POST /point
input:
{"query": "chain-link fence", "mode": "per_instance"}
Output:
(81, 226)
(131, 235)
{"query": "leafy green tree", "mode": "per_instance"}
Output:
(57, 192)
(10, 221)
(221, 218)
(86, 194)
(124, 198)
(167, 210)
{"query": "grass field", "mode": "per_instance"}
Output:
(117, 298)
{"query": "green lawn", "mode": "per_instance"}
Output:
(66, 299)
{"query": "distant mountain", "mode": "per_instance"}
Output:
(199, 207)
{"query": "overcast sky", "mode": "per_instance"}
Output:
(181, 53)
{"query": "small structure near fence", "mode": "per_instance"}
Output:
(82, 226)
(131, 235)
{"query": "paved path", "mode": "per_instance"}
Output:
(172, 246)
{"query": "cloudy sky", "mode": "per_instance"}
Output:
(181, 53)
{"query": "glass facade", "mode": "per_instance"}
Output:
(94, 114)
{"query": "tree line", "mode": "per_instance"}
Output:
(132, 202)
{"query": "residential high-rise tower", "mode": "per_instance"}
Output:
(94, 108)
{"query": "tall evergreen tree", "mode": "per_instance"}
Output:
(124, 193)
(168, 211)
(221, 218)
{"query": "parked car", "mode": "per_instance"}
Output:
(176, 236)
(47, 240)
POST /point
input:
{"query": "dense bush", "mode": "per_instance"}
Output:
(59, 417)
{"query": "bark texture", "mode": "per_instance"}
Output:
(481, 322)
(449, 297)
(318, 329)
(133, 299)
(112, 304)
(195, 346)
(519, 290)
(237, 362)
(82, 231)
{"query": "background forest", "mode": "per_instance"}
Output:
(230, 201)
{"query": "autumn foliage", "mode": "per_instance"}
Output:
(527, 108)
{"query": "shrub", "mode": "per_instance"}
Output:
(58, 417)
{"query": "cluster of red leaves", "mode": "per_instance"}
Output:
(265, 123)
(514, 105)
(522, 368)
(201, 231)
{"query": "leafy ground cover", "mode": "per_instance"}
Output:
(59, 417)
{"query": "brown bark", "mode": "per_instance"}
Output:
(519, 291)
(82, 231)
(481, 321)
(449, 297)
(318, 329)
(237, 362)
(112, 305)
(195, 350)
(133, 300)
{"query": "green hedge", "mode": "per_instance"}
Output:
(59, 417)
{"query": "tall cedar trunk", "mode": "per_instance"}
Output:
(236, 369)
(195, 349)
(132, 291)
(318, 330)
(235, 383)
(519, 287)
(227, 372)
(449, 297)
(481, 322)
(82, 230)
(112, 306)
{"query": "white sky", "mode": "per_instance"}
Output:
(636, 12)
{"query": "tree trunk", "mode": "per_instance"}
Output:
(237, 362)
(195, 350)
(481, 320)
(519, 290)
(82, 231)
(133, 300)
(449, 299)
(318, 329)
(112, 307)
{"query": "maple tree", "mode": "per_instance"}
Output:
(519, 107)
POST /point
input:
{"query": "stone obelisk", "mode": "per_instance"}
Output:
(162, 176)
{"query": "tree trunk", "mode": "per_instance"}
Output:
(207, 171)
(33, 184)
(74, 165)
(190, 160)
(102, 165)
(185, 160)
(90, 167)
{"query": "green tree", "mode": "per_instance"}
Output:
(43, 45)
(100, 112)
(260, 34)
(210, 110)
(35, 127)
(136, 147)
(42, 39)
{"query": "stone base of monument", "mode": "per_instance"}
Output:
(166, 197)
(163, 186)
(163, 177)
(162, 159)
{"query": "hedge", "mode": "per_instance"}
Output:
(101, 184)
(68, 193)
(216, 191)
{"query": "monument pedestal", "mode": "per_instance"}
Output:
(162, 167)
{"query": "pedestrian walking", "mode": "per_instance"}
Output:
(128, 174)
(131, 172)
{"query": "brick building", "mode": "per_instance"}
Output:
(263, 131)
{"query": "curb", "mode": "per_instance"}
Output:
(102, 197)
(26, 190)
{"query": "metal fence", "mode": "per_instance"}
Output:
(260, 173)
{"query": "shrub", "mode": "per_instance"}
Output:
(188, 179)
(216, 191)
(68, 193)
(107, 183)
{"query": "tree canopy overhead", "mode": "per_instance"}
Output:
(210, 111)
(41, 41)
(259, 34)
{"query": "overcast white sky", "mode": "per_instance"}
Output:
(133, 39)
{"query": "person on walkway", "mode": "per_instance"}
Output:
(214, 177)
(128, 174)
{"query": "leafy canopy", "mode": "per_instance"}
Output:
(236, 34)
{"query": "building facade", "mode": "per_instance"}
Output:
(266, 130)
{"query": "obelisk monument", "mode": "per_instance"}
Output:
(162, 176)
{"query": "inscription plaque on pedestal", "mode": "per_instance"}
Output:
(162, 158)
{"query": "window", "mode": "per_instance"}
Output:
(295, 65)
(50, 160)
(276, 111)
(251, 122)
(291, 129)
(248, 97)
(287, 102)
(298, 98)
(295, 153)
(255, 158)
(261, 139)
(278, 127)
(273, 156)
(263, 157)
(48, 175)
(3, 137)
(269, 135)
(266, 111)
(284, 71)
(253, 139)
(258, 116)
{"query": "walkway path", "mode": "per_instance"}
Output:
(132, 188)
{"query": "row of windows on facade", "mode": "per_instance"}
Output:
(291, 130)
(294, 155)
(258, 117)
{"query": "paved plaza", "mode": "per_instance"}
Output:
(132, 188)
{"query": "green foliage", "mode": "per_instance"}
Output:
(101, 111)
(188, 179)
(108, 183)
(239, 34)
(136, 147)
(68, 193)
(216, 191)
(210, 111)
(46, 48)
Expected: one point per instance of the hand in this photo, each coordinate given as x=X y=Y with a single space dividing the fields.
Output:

--------------------------------

* Work order
Show each line of the material that includes the string "fence" by copying it.

* Your response
{"query": "chain-link fence", "mode": "per_instance"}
{"query": "small structure near fence", "mode": "per_instance"}
{"query": "metal fence", "mode": "per_instance"}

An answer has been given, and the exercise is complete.